INSTRUCTIONS TO FOLLOW -
Copy out every line exactly as given.

··· SUPPLIED DATA ···

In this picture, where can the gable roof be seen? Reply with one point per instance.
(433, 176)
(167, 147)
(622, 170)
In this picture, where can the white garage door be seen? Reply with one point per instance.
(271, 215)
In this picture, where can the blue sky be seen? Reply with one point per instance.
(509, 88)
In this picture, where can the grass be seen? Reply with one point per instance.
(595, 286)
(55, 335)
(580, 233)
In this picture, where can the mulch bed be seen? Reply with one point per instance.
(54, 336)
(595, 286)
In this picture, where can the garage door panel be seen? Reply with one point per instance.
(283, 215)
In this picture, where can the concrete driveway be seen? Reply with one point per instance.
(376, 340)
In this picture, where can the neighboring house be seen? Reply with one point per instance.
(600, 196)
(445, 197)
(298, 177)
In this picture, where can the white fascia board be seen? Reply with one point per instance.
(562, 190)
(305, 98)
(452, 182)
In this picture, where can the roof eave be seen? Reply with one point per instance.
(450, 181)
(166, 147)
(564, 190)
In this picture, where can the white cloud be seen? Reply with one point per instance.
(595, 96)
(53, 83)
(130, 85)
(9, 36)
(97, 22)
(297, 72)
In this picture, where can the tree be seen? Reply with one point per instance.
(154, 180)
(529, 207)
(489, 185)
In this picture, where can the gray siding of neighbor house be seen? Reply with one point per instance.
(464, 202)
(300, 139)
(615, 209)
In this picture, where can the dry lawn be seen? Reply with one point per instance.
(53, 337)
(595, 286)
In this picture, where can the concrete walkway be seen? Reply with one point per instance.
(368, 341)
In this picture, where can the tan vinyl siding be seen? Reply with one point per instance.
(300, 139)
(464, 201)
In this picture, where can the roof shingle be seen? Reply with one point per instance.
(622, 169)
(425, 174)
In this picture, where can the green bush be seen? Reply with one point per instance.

···

RIGHT ANSWER -
In this picture, where can the gable roof be seen? Reply with one point per instance.
(433, 176)
(167, 147)
(622, 170)
In this picture, where can the white garage door be seen? Reply with one point per instance.
(271, 215)
In this picture, where can the blue sky be seen? Reply with one point per instance.
(509, 88)
In this picture, where can the grass be seen? Reply with one point per instance.
(595, 286)
(55, 335)
(580, 233)
In this picture, where can the mulch bed be seen? Reply with one point per instance.
(54, 336)
(595, 286)
In this picture, where can the garage door panel be seen? Reply with one point per instance.
(283, 215)
In this picture, where can the concrete driveway be seen? Reply with one point per instance.
(376, 340)
In this picture, where can the neighboring house be seen? Reply with one point per instance.
(600, 196)
(445, 197)
(298, 177)
In this picture, where can the white fascia board be seen? Reply with one point per instance.
(562, 190)
(305, 98)
(452, 182)
In this picture, where can the roof eave be seen? Reply with one point per instance.
(450, 181)
(166, 147)
(564, 190)
In this picture, where can the white cloud be seen? Reply with one point per instance.
(595, 96)
(53, 83)
(130, 85)
(9, 36)
(97, 22)
(297, 72)
In this picture, where can the tree be seen? Reply with one point per instance.
(154, 180)
(529, 207)
(489, 185)
In this picture, where can the gray siding of neighbor house be seen? Reply with one point per instance.
(464, 202)
(300, 139)
(615, 209)
In this picture, where can the dry lawn be seen? Reply with one point per instance.
(53, 337)
(595, 286)
In this picture, where can the concrete walkway be seen? Reply with one point per instance.
(368, 341)
In this picture, where can the tan vinyl siding be seen? Reply with one point per instance.
(300, 139)
(464, 201)
In this picture, where can the roof shingle be seen? Reply with one point per instance.
(622, 169)
(425, 174)
In this picture, where can the green bush be seen? Reply with one point per instance.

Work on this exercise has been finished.